Given text:
Amazon may become greenhouse gas emitter

Rain forest could go from sink to source

In the struggle against global warming, the Amazon rain forest may be about to switch sides.

GAS STATION The Large Scale Biosphere-Atmosphere Experiment in Amazonia has erected towers in the Brazilian rain forest up to 65 meters high to measure carbon dioxide absorption and emissions. Scott Saleska

Its dense vegetation has long helped cool the planet by removing carbon dioxide from the atmosphere. But mass tree deaths brought about by recent droughts and deforestation may be pushing the region to a point at which it will give off more of the greenhouse gas than it absorbs.

“The Amazon might still be a sink for carbon, but if it is it’s definitely moving towards being a source,” says Eric Davidson, director of the Woods Hole Research Center in Falmouth, Mass. Reporting in the Jan. 19 Nature, Davidson and 14 other researchers from the United States and Brazil weigh evidence that the world’s largest rain forest has become increasingly vulnerable to change.

Thanks to regular measurements of 100,000 trees, scientists estimate that the Amazon was sucking up about 1.5 billion tons of carbon dioxide annually at the turn of the century.  Plants absorb the gas during photosynthesis, storing the carbon component as leaves, wood and roots and injecting it into the soil. The entire rain forest is thought to contain about 100 billion tons of carbon, equivalent to 10 years of global CO2 emissions from burning fossil fuels.

It’s clear that much of this carbon is now being released at the Amazon’s southern and eastern edges, says Davidson, in places where forests have been cleared by loggers or burned to make room for cattle and crops.

Not only do these bald patches store little carbon, they also threaten remaining trees by reducing the amount of moisture that is released into the air and by pulling rain away from the surrounding forest.

Dry seasons in the southern and eastern fringes of the Amazon have gotten longer. And when the rains do come, precipitation that would have been captured by forest runs off into rivers instead. A 2003 study in the Journal of Hydrology found that water flowing through Tocantins River in southeastern Amazonia increased by nearly 25 percent as croplands spread to encompass almost half of the land draining into the river.

Records from a dataset:
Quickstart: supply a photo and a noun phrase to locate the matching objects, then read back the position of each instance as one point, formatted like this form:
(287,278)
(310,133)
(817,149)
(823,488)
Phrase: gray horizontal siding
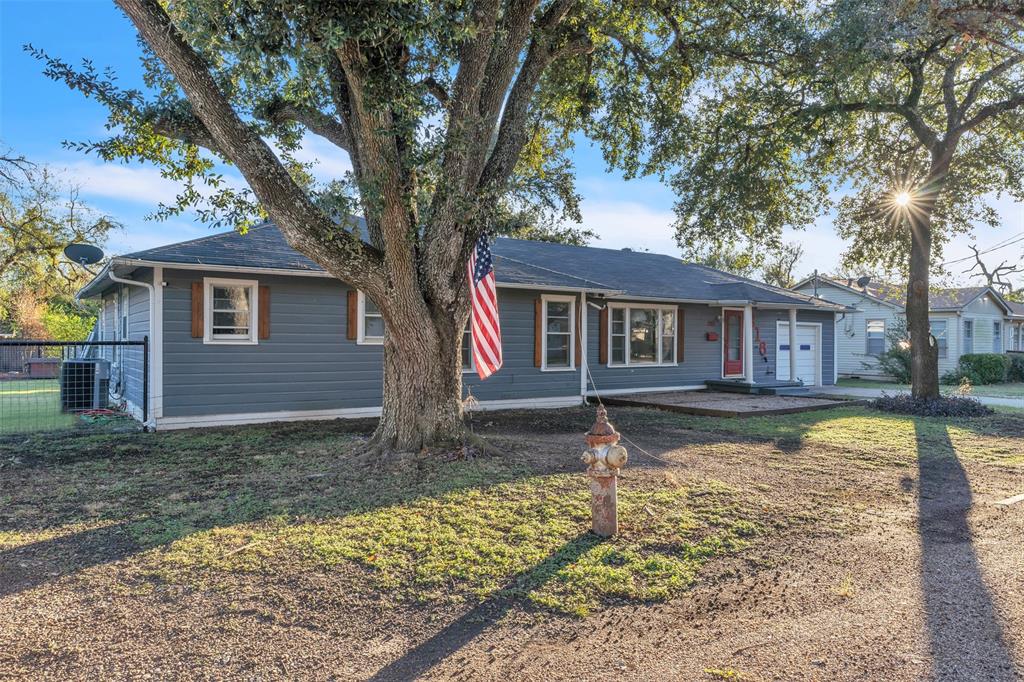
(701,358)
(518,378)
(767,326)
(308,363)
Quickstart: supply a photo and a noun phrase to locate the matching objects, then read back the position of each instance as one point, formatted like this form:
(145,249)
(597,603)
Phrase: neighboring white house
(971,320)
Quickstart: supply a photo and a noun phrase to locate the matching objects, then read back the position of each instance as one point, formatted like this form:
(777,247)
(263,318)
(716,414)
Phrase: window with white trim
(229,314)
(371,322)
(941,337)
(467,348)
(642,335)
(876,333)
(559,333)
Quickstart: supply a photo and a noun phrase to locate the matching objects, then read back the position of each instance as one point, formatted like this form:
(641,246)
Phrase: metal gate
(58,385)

...

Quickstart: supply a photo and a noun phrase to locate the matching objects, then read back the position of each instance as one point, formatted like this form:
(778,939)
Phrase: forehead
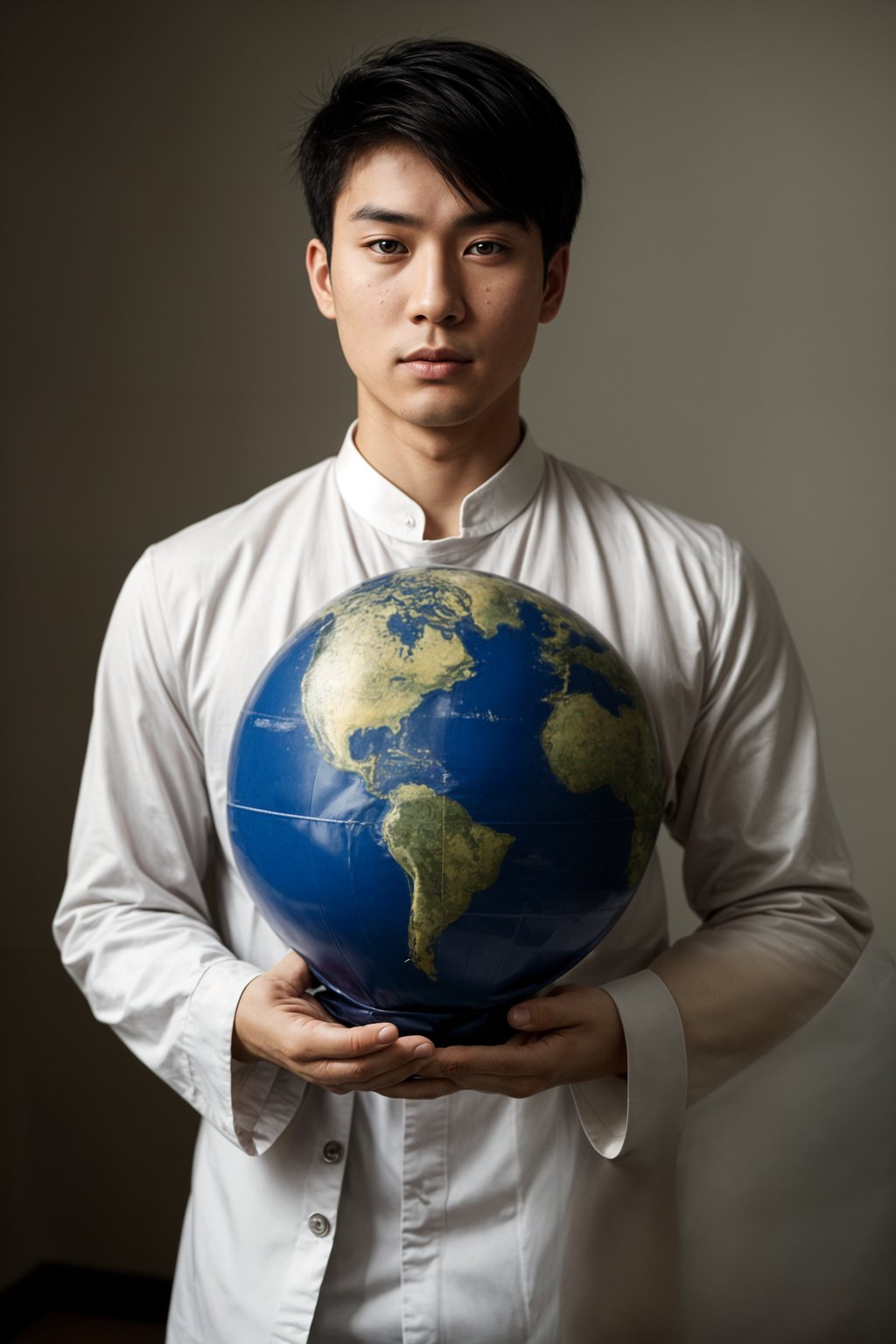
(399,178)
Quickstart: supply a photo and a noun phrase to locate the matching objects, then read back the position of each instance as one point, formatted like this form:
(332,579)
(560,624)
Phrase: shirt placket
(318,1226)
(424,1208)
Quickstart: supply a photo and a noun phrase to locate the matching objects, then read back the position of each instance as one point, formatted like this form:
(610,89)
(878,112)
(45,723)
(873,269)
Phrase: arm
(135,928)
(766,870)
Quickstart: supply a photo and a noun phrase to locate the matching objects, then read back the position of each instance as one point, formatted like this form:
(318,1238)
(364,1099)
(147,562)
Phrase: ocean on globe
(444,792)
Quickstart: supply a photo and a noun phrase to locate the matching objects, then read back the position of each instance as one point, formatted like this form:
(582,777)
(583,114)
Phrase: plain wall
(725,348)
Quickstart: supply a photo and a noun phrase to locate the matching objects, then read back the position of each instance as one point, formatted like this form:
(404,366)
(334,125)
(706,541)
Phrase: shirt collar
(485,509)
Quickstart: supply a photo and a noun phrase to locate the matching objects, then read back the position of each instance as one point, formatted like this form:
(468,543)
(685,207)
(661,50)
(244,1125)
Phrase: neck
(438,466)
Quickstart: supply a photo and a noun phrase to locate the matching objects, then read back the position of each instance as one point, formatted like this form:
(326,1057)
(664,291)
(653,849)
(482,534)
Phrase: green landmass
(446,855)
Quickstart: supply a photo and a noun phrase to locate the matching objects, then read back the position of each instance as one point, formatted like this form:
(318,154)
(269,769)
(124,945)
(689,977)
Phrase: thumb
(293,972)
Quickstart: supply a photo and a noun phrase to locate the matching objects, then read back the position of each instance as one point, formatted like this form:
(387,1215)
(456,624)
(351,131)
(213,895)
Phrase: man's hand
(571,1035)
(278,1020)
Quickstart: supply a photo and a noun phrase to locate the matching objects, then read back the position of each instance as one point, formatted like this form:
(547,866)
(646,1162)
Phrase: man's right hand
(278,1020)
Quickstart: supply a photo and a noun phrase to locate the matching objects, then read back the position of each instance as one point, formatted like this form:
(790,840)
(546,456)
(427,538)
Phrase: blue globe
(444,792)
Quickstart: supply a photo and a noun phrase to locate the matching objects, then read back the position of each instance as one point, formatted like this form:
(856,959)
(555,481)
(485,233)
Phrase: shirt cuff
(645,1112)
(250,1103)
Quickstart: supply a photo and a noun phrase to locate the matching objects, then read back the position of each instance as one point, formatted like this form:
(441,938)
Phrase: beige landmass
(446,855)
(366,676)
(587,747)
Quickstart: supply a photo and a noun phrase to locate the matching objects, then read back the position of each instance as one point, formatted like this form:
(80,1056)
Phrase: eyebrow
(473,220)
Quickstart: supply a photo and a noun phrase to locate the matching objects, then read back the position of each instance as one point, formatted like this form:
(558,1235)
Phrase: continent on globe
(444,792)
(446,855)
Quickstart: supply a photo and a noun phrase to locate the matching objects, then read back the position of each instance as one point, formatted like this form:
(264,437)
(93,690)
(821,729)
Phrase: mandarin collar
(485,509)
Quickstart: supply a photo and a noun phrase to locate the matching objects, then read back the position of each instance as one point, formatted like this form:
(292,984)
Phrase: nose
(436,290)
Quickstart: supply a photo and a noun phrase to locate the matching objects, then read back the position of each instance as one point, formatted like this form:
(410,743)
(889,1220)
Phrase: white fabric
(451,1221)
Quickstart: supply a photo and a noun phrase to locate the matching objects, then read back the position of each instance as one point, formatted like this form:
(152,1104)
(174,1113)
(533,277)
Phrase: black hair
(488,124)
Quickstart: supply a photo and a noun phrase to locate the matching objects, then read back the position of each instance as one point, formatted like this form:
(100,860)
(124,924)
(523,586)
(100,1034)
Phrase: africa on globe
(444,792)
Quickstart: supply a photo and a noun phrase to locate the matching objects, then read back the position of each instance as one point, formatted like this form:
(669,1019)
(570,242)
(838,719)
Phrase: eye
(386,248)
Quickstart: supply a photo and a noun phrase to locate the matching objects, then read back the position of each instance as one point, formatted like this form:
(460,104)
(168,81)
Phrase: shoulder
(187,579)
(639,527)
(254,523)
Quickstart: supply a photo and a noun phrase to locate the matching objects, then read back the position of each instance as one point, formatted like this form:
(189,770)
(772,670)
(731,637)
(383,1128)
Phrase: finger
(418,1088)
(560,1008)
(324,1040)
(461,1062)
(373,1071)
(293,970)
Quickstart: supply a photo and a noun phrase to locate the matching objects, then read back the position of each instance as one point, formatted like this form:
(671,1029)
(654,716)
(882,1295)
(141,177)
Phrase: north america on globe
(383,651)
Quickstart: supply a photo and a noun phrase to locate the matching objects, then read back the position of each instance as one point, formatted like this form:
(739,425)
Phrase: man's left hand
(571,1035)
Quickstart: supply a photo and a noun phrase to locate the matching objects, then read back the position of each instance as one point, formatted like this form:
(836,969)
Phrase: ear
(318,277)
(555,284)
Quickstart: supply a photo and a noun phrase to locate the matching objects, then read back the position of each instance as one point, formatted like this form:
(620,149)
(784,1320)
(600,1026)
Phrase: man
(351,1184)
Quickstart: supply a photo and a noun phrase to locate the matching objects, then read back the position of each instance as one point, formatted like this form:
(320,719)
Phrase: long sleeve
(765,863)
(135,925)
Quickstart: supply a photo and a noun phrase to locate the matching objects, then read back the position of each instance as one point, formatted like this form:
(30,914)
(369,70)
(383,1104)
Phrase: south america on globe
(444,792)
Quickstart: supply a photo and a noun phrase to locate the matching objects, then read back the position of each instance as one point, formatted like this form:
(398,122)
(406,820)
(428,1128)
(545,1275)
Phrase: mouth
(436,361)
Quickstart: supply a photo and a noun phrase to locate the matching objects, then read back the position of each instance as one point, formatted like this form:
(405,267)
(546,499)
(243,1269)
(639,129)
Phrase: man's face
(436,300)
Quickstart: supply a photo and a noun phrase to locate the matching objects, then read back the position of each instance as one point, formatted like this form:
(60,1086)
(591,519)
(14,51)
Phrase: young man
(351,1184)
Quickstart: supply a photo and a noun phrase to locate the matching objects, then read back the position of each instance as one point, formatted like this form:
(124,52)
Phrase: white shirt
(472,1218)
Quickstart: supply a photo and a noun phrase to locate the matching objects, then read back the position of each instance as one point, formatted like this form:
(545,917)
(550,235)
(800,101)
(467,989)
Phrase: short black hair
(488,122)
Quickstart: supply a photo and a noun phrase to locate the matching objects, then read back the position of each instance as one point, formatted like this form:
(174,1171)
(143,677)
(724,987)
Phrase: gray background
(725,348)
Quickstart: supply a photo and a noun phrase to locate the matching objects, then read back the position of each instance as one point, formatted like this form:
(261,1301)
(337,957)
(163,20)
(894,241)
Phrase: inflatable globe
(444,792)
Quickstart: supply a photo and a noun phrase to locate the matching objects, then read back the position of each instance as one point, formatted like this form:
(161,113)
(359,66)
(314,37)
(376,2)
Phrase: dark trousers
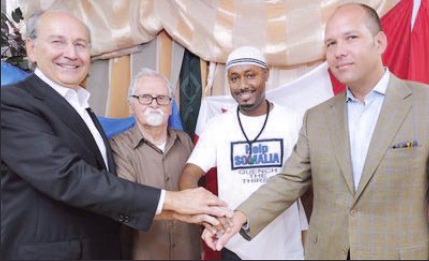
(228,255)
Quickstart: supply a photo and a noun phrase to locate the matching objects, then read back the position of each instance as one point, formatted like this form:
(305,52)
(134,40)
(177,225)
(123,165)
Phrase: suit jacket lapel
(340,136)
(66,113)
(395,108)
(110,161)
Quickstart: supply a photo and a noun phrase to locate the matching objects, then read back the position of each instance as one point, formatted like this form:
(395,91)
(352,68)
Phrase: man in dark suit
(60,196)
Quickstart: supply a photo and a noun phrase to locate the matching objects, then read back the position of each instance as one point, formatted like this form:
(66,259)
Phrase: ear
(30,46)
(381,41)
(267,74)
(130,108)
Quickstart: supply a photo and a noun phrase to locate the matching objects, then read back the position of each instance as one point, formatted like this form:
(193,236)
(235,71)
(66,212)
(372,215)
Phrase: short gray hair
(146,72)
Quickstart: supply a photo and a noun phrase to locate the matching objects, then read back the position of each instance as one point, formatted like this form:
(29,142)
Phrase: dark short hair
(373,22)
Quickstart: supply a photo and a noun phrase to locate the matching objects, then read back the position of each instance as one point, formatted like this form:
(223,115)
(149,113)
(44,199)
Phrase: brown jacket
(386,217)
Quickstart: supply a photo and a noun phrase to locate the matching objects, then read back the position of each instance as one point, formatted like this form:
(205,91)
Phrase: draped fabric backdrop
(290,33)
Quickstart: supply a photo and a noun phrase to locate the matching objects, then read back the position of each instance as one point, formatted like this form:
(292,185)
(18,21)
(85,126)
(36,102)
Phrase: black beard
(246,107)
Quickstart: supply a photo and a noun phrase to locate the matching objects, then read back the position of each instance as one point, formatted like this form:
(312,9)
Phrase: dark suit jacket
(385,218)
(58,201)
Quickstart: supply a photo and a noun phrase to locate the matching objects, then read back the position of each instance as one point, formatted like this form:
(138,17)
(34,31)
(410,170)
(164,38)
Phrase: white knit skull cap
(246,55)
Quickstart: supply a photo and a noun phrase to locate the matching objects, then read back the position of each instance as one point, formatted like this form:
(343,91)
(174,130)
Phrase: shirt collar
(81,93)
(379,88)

...

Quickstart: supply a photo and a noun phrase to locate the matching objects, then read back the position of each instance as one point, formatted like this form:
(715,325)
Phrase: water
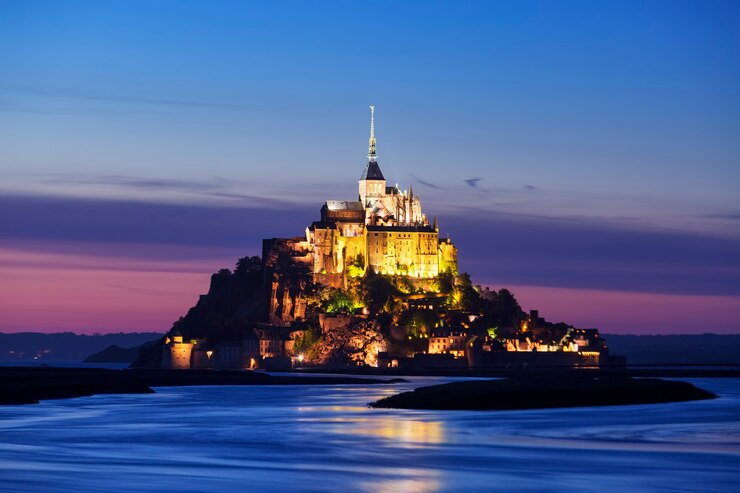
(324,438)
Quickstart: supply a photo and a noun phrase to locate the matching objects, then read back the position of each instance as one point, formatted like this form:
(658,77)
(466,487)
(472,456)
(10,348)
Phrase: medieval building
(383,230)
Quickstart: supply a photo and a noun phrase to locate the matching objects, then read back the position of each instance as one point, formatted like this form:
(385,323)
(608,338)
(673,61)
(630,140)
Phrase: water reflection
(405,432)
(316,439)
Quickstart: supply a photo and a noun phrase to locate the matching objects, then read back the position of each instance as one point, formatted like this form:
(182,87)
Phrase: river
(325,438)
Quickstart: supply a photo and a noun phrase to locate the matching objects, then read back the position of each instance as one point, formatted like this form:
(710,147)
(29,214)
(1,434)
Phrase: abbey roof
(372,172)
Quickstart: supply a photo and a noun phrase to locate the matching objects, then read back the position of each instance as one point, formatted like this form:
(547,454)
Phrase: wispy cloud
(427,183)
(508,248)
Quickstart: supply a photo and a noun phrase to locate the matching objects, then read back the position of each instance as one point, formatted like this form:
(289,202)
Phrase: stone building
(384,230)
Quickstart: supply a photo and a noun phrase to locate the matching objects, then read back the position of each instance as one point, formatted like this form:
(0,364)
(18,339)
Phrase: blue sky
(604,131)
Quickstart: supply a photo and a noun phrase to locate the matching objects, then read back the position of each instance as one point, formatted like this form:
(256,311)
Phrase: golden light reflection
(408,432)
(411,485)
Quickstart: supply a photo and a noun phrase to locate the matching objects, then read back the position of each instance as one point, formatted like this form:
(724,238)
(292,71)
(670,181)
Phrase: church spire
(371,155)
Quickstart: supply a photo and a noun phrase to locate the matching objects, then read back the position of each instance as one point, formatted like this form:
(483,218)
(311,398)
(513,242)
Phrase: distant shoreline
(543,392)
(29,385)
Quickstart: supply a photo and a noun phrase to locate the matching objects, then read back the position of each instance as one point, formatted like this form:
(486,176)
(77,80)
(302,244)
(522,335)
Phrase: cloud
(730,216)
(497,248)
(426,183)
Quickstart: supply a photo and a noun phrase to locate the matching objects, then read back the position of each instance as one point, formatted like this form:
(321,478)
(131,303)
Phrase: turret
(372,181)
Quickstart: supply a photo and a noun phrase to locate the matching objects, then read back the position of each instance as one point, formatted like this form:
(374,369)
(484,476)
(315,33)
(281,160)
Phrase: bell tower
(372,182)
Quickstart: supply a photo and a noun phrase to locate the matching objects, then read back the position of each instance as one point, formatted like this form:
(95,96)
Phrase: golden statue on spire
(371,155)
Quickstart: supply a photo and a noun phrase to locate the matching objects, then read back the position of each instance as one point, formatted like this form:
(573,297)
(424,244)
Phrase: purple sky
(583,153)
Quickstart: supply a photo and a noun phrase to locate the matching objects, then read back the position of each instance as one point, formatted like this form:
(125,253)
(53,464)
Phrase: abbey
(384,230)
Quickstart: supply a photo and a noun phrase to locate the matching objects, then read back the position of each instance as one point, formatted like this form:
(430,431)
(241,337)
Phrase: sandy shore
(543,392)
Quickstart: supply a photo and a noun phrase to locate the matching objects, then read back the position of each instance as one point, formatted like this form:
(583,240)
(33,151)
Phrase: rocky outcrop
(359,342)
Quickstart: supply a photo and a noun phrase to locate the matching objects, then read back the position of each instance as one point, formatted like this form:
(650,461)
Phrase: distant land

What is being asked: Can you reproduce the stretch of the Amazon article from "Not only do" through "the surrounding forest.", substituting "cleared areas" for "bald patches"? The records are separate material and have no connection to the Amazon article.

Right answer:
Not only do these cleared areas store little carbon, they also threaten remaining trees by reducing the amount of moisture that is released into the air and by pulling rain away from the surrounding forest.